====== Information provided

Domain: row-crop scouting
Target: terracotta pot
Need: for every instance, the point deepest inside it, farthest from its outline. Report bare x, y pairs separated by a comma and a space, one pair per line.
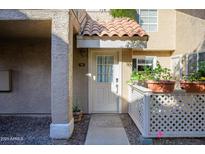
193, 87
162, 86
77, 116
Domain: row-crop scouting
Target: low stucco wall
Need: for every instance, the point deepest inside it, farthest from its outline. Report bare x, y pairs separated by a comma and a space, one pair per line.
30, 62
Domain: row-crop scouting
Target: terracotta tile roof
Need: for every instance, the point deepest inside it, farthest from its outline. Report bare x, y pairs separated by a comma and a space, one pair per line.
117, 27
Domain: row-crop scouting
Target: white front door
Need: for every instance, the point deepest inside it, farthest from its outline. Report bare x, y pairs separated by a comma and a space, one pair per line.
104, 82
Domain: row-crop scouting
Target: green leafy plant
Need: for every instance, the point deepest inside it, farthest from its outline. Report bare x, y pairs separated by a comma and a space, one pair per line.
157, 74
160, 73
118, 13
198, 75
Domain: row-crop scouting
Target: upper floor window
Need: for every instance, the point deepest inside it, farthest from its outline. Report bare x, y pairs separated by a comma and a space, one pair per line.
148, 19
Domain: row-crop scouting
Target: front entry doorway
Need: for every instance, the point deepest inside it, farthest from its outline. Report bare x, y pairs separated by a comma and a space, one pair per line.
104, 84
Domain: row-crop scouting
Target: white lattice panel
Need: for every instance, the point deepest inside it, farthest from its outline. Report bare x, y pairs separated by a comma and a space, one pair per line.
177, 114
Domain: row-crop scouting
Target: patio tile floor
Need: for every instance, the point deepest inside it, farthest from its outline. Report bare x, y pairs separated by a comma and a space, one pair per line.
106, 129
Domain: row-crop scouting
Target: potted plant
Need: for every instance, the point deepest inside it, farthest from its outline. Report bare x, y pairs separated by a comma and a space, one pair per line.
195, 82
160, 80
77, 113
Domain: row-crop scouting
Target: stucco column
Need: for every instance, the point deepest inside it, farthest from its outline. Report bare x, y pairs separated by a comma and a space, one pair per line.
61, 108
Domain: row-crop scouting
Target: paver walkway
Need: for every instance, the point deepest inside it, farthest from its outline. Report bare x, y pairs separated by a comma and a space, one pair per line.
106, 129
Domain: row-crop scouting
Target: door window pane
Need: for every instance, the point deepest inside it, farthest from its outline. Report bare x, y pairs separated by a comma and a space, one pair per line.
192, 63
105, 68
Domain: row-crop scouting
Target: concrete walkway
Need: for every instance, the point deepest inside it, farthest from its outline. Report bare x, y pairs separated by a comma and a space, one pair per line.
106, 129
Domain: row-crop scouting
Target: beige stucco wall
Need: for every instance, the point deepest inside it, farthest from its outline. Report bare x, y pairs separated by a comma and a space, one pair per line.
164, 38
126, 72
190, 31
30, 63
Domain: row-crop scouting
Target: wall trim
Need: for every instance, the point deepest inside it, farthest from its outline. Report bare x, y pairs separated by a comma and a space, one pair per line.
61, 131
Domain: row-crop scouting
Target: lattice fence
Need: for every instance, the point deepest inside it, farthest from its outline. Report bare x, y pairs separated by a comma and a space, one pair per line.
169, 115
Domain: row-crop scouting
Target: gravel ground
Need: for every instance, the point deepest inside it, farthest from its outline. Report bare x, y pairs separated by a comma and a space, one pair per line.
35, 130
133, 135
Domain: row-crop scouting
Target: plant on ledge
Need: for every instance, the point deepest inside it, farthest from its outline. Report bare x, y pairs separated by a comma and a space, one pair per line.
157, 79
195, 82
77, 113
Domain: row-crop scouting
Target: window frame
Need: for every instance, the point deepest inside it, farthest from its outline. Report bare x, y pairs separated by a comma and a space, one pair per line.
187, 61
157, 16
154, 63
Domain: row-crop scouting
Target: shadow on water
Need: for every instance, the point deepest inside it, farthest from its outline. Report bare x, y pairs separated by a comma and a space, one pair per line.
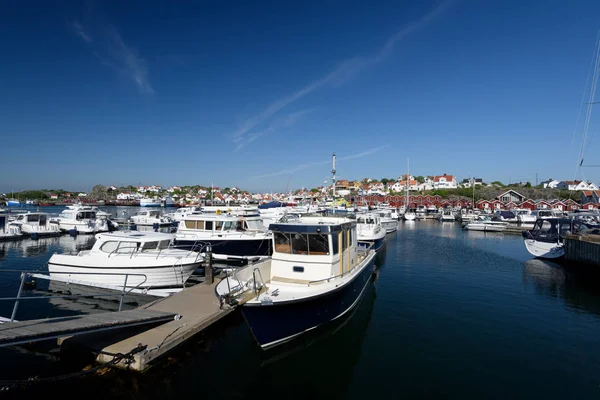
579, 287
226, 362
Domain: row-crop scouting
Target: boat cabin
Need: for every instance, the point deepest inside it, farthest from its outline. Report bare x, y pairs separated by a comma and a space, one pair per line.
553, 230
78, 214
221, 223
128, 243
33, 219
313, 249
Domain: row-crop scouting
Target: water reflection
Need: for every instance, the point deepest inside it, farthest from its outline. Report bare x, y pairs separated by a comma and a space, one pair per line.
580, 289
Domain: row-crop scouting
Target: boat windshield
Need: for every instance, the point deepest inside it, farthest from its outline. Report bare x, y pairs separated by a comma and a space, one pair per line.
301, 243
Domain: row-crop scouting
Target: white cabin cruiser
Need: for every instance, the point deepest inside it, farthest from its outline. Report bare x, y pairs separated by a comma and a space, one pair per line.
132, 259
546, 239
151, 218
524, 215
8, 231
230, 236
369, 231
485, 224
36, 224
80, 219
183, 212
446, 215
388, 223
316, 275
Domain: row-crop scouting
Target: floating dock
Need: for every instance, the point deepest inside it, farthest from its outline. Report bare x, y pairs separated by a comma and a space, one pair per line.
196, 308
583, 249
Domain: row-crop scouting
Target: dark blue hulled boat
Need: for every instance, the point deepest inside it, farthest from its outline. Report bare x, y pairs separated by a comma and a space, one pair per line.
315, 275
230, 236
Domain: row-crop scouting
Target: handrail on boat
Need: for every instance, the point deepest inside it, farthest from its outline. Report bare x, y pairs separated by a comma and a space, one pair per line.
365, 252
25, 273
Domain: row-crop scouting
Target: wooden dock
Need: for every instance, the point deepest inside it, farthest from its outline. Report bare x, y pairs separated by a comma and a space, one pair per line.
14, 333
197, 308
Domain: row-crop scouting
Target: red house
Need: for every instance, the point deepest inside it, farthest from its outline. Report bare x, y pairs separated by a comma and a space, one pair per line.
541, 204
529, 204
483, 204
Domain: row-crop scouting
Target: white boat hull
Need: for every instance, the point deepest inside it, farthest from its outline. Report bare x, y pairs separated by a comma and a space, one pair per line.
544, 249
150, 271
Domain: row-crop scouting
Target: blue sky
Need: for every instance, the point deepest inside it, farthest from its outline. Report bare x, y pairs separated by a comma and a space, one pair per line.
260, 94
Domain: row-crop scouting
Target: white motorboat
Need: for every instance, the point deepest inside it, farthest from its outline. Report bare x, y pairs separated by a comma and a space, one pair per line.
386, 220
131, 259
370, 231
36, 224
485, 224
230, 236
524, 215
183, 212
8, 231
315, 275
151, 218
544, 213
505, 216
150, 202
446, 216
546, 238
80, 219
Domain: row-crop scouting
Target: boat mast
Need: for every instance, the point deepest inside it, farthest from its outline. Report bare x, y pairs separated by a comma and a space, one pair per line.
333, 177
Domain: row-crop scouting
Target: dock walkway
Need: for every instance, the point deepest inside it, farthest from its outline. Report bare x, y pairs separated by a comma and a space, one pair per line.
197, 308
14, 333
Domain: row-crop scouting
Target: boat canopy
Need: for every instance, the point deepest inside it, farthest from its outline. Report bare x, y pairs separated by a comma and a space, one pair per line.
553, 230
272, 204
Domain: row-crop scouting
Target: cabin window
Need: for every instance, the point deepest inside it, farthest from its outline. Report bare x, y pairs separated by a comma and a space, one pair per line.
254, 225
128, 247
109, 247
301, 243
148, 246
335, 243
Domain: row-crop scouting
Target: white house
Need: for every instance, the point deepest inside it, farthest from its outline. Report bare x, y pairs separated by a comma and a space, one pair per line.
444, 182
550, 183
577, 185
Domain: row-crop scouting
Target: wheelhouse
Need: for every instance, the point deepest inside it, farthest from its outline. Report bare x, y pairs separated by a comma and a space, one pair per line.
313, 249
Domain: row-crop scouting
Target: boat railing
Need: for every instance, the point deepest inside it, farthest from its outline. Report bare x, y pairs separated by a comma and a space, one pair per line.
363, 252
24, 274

============
====== Information provided

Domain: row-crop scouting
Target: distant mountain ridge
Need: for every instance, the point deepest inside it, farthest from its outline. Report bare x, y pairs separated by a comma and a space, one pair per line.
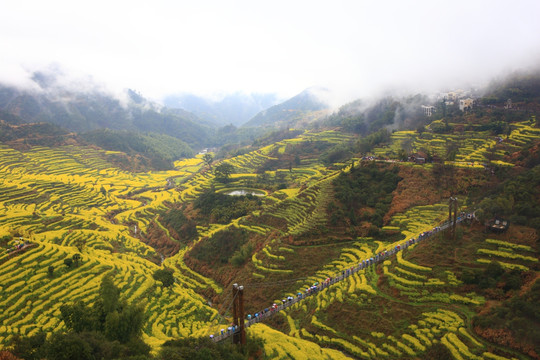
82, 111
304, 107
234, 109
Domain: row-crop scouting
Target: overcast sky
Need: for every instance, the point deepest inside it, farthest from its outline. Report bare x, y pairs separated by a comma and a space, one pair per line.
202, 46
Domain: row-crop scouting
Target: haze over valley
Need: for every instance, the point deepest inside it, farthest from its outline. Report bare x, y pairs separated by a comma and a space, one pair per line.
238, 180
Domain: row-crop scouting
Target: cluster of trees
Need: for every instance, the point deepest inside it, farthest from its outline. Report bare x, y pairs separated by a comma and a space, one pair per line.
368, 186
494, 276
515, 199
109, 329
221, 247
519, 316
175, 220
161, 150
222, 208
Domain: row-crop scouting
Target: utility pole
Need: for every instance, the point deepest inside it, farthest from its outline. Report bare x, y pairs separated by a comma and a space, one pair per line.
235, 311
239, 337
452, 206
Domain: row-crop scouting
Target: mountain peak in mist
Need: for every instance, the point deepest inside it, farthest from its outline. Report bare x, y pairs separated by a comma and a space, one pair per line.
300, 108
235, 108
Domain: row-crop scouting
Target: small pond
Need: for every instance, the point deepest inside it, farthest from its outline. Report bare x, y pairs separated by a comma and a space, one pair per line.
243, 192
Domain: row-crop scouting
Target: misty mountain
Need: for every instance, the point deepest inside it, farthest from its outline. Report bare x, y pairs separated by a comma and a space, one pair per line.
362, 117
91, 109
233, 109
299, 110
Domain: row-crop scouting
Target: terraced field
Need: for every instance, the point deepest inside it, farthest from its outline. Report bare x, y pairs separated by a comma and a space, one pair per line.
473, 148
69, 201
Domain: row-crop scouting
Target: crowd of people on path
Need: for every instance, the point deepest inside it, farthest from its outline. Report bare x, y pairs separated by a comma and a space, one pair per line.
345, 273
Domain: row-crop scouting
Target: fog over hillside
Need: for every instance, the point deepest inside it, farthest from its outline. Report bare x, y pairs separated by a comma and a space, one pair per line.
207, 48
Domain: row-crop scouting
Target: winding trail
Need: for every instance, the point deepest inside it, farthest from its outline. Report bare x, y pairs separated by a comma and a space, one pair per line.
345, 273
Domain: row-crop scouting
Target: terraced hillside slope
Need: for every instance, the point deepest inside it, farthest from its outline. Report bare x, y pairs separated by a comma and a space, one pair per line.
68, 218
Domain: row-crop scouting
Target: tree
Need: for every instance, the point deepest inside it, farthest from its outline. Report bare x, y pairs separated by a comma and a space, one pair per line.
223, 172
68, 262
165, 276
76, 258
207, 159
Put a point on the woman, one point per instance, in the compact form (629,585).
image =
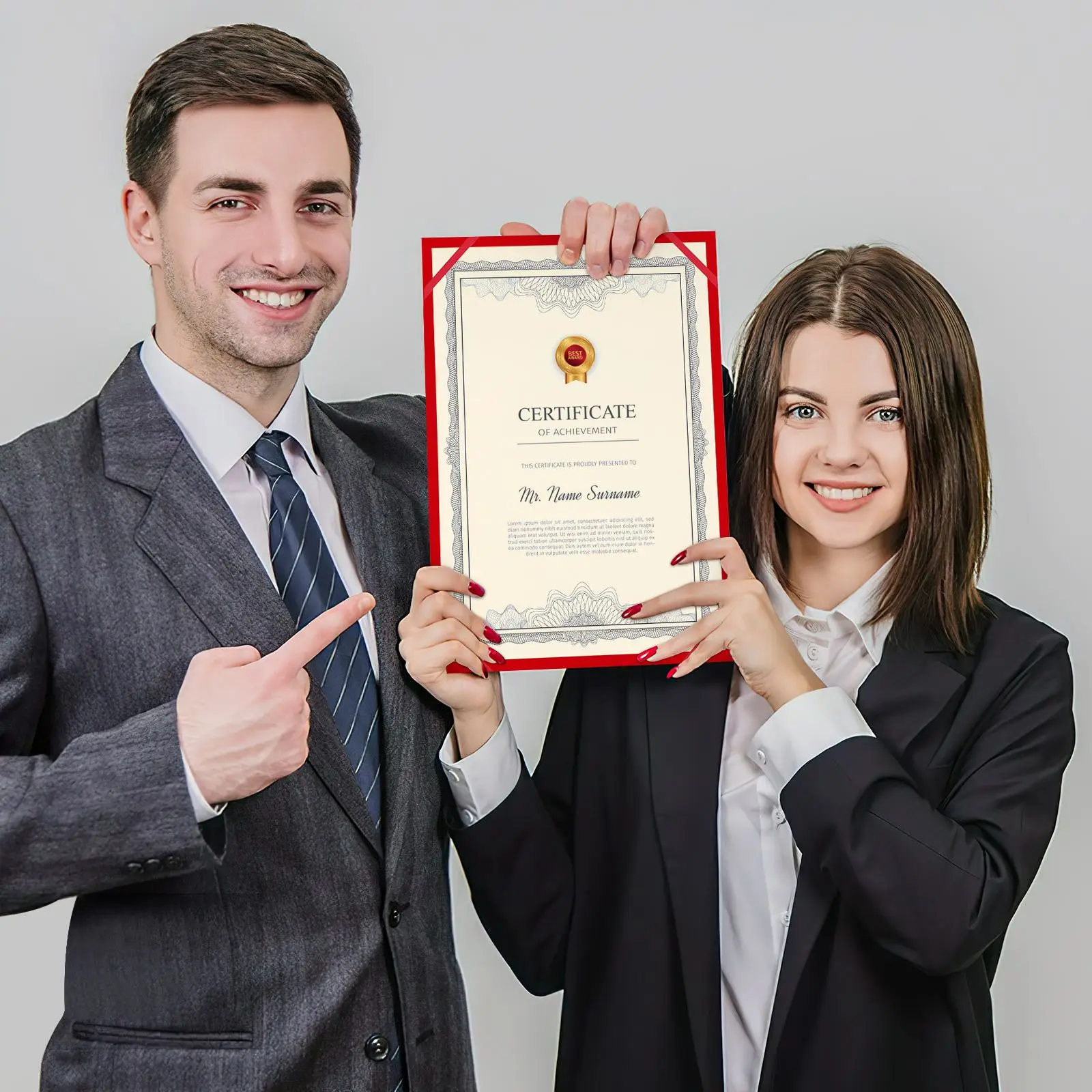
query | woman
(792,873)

============
====== Information provided

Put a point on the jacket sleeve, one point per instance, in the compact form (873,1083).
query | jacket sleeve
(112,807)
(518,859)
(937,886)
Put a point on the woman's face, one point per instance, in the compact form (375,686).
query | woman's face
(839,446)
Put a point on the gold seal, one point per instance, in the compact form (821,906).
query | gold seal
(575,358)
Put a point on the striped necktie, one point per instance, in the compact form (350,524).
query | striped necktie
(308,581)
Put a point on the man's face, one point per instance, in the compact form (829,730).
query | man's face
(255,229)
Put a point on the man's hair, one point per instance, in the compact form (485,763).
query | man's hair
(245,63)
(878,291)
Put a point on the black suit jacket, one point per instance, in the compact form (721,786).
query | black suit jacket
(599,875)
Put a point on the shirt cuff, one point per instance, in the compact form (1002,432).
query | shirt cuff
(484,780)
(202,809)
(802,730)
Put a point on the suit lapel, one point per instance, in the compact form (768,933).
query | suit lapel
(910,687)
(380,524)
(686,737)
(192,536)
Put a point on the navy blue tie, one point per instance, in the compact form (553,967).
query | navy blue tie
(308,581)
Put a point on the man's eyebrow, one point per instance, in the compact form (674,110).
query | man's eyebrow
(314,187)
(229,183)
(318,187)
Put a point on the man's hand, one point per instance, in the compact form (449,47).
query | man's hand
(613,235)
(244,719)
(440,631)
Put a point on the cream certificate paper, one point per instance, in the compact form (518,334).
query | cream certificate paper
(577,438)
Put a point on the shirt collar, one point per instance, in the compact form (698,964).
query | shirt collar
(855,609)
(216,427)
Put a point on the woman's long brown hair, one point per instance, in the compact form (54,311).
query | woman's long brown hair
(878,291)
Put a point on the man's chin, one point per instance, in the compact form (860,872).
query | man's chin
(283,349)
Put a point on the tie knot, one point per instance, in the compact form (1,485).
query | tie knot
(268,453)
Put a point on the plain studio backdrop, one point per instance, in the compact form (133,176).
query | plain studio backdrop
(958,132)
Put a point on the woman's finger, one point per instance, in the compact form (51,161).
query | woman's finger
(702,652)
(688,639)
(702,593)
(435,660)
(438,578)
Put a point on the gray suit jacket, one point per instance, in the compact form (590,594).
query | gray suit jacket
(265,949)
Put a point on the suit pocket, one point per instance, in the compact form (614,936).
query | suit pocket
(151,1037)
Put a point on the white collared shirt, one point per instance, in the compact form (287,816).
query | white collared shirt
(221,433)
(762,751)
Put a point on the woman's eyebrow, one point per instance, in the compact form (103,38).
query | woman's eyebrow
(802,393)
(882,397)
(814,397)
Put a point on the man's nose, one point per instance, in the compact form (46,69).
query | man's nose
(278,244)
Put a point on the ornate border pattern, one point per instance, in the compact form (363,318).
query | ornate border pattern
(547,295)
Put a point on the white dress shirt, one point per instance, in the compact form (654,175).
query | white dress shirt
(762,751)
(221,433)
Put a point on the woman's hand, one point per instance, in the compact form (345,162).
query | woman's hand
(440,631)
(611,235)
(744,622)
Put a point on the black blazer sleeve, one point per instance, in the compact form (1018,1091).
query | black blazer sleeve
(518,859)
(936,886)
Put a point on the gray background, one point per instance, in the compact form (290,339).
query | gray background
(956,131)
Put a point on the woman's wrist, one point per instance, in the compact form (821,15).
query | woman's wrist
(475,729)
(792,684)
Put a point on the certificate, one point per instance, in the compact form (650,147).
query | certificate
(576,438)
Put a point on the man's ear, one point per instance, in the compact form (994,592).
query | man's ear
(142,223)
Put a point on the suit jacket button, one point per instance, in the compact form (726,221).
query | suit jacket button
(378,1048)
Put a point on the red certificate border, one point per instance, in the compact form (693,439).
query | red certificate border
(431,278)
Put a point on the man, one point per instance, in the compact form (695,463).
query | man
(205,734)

============

All the lines that hold the word "mountain" must appear in the answer, copied from the records.

» Task output
Target: distant mountain ridge
Target: mountain peak in mist
Target: misty mountain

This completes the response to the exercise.